Information provided>
§ §

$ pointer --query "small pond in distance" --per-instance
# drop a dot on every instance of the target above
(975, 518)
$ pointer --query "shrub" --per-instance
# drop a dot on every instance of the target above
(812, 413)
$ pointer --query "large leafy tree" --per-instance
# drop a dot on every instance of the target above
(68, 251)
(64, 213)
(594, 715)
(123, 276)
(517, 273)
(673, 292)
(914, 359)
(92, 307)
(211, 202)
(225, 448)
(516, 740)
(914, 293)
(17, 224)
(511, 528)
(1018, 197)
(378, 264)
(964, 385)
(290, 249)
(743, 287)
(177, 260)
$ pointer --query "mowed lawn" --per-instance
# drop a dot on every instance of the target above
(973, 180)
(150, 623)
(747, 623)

§ §

Your instructions>
From the records above, return each line where "pointer" occurs.

Your solution>
$ pointer --query "small pond in distance" --per-instance
$ pointer --query "shrub" --per-instance
$ pointer --query "large leafy tree" --per-instance
$ pointer --query "mowed lawn" --per-instance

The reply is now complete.